Work instructions:
(1) Answer these from the passage on the history of section 205, one line each:
(a) Which Uniform Commercial Code section imposes an obligation of good faith on every contract or duty within the Act?
(b) In which two years did earlier versions of section 205 appear?
(c) At what meeting was the 1970 version formally presented?
(2) From the passage on the history of section 205, reproduce everything from "Well, I could, then, go" down to "much more informative.".

Quoted passage:
/---

The Restatement Second "authority" for section 205 was not, however, confined to general contract case law. The authority for the section 205 requirement -- as distinguished from the conceptualization of good faith that it incorporates -- also included statutory law, particularly provisions of the Uniform Commercial Code.[20] By the late 1960s, this new uniform act had been adopted in a majority of states. Many of its sections and Comments imposed specific duties of good faith. Moreover, one of its most famous provisions is section 1-203, which states that "[e]very contract or duty within this Act imposes an obligation of good faith in its performance or enforcement."[21] This general obligation was, in the 1950s, a major innovation in American statutory law, and is the closest ancestral authority for the Restatement Second's section 205. It is hardly surprising, then, that the first Comment to section 205 opens with references to Uniform Commercial Code provisions on good faith.[22] The next section of this Article, dealing with the conceptualization of good faith in the Restatement Second suggests, however, that the Uniform Commercial Code and the Restatement Second diverge significantly. [page 813]

The general "legislative" history of section 205 is not extensive. Prior to 1981, two versions had appeared, one in 1970 [23] and one in 1973,[24] and both were numbered "section 231." There were no significant differences between the two versions. The 1970 version was presented formally at the May 1970 meeting of the American Law Institute in Washington, D.C., and it was then tentatively adopted. The transcript of the 1970 Proceedings of the American Law Institute includes the following:

PROFESSOR BRAUCHER:

Well, I could, then, go to Topic 2, which has some somewhat more novel previsions in it. You could use a different heading, but I don't know that it would be much more informative.

\---

Extracted information:
/---

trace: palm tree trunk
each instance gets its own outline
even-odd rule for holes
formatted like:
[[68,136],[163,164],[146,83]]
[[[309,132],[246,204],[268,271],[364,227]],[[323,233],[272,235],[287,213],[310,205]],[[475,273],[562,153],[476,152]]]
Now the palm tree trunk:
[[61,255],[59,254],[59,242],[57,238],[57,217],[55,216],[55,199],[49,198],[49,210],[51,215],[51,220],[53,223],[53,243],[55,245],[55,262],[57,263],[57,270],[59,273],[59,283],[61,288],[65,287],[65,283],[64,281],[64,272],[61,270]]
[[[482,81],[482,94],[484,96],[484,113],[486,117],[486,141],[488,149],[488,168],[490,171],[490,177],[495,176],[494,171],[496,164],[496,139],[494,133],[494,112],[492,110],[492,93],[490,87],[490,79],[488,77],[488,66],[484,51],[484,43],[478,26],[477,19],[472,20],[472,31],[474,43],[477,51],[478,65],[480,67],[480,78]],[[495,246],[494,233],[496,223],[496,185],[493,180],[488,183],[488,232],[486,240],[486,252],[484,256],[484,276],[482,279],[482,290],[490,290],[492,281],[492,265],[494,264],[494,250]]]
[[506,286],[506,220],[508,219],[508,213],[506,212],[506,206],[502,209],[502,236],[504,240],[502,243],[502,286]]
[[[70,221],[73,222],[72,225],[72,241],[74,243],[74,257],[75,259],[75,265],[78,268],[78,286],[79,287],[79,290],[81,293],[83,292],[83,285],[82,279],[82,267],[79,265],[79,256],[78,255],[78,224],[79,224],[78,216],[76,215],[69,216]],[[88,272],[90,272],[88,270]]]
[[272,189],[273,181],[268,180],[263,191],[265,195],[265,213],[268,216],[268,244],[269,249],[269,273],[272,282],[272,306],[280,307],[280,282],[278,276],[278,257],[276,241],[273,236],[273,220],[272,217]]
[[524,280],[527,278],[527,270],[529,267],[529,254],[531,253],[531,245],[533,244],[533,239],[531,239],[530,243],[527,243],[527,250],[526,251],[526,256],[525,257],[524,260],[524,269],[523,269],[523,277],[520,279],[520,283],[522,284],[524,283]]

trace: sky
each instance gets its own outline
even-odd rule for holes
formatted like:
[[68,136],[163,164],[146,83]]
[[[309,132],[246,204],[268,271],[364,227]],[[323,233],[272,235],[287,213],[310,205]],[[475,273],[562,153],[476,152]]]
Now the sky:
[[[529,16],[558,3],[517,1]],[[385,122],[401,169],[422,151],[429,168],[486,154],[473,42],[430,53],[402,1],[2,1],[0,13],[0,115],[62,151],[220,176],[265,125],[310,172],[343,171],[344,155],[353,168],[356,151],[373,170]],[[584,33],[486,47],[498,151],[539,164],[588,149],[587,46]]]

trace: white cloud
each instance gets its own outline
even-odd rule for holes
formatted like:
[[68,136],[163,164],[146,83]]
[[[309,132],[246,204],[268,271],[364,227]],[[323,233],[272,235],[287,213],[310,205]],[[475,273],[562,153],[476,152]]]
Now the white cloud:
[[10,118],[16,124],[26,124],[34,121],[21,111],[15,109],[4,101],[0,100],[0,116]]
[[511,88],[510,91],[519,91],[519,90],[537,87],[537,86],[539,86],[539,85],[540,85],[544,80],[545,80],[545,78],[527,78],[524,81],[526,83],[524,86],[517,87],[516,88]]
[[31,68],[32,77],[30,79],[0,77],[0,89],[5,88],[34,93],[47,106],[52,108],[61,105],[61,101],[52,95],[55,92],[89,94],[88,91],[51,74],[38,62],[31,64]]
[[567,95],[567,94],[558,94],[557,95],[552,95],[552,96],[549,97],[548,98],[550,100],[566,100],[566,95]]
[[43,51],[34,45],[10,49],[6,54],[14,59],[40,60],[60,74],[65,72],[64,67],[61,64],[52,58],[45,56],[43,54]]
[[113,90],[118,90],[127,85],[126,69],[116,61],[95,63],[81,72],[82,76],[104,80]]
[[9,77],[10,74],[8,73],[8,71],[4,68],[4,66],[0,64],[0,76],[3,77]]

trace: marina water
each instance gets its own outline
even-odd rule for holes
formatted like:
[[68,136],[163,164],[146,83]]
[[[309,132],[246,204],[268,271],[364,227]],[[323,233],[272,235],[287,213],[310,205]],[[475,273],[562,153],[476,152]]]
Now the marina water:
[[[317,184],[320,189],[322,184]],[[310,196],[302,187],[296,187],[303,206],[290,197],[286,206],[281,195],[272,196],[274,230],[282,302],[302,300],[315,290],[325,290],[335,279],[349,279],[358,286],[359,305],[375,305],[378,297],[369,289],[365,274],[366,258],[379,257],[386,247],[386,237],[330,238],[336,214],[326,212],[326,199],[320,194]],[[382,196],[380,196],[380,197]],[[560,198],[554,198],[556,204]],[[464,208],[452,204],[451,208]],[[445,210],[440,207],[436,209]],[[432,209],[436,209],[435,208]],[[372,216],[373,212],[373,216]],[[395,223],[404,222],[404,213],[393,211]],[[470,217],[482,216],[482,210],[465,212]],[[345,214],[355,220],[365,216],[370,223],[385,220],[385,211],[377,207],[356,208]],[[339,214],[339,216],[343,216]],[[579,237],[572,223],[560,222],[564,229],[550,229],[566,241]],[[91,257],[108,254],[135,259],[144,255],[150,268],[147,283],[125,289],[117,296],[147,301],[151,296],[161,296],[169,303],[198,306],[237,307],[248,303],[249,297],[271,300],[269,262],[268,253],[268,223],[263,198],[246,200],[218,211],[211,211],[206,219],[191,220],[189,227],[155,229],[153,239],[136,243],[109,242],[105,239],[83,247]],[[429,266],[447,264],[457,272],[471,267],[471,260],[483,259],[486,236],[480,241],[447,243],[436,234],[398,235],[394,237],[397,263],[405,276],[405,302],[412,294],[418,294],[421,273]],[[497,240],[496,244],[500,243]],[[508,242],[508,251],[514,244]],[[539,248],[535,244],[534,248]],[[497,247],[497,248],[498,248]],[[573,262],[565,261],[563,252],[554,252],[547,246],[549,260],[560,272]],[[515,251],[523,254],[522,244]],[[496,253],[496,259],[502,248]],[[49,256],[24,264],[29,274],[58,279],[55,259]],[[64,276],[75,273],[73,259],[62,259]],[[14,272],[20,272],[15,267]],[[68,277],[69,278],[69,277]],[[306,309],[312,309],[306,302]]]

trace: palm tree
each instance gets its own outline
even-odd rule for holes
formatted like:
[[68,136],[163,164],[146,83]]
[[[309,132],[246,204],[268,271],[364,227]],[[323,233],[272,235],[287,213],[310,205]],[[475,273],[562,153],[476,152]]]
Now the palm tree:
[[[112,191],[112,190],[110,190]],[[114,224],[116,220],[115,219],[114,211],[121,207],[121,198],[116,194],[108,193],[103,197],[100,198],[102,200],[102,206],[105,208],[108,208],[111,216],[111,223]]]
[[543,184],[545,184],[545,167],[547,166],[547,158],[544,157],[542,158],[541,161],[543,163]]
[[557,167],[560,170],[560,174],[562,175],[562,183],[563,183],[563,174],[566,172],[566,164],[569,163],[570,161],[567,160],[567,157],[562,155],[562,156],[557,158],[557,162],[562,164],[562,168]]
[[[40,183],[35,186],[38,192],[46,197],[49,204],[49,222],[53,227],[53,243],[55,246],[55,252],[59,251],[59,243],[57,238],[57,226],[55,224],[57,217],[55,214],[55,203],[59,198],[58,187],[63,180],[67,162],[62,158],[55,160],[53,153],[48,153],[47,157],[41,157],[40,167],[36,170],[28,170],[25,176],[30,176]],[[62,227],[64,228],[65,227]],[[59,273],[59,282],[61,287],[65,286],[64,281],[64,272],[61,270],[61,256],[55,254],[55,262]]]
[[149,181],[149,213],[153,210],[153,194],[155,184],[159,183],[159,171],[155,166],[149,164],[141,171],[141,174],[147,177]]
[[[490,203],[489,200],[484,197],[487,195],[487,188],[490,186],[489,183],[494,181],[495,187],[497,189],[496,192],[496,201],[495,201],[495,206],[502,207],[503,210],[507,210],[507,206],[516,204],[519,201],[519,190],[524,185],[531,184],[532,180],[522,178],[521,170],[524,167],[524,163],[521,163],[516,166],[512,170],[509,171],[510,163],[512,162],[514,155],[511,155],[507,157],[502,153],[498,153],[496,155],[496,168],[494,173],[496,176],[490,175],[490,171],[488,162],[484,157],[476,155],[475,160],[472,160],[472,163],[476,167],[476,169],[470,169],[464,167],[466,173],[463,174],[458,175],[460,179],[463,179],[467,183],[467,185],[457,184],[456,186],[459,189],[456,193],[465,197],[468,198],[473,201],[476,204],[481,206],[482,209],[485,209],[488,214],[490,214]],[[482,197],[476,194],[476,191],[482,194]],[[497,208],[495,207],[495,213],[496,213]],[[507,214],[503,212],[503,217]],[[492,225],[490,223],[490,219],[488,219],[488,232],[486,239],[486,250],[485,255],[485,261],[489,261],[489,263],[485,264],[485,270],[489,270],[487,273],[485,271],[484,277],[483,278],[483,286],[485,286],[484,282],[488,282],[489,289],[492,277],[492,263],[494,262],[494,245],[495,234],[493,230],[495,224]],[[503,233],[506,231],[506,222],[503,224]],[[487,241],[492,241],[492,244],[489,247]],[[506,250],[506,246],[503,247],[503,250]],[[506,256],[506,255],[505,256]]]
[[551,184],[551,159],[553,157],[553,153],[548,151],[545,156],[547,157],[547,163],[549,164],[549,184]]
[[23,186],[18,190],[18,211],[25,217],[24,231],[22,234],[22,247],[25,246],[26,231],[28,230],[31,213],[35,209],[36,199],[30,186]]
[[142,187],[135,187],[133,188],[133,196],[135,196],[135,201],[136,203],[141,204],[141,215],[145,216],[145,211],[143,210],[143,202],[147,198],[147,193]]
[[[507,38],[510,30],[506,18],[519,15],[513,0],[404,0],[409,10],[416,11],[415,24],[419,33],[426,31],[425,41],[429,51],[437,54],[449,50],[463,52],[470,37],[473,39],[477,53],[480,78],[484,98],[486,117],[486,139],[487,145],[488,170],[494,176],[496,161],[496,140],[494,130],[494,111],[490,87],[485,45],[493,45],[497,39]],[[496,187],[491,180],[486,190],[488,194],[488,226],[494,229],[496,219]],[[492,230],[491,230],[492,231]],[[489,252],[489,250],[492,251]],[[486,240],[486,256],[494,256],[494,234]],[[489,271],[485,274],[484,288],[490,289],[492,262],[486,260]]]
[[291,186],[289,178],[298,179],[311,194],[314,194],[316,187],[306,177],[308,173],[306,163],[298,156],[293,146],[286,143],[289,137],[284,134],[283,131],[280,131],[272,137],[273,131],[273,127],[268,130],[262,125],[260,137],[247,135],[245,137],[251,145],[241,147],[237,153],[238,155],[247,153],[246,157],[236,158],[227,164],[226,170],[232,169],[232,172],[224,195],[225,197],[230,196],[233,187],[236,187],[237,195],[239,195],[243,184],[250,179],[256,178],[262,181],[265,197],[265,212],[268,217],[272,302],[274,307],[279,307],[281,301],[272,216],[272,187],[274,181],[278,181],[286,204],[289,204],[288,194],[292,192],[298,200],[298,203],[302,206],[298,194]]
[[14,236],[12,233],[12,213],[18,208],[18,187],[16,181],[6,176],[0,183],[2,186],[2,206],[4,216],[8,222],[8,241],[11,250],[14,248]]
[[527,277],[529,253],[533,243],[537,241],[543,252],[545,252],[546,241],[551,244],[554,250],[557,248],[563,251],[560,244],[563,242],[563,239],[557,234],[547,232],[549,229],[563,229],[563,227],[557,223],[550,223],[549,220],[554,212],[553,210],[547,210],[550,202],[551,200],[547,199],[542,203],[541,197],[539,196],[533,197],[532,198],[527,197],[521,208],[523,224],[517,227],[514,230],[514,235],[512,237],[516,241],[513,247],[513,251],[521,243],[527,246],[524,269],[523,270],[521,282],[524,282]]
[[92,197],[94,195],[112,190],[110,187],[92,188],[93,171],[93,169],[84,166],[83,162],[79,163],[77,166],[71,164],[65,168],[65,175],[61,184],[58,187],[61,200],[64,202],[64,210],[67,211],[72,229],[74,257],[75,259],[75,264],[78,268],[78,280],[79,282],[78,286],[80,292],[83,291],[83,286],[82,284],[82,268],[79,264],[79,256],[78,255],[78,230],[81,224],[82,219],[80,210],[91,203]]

\---

Completed exercise:
(1)
(a) Section 1-203
(b) 1970 and 1973
(c) The May 1970 meeting of the American Law Institute in Washington, D.C.

(2)
Well, I could, then, go to Topic 2, which has some somewhat more novel previsions in it. You could use a different heading, but I don't know that it would be much more informative.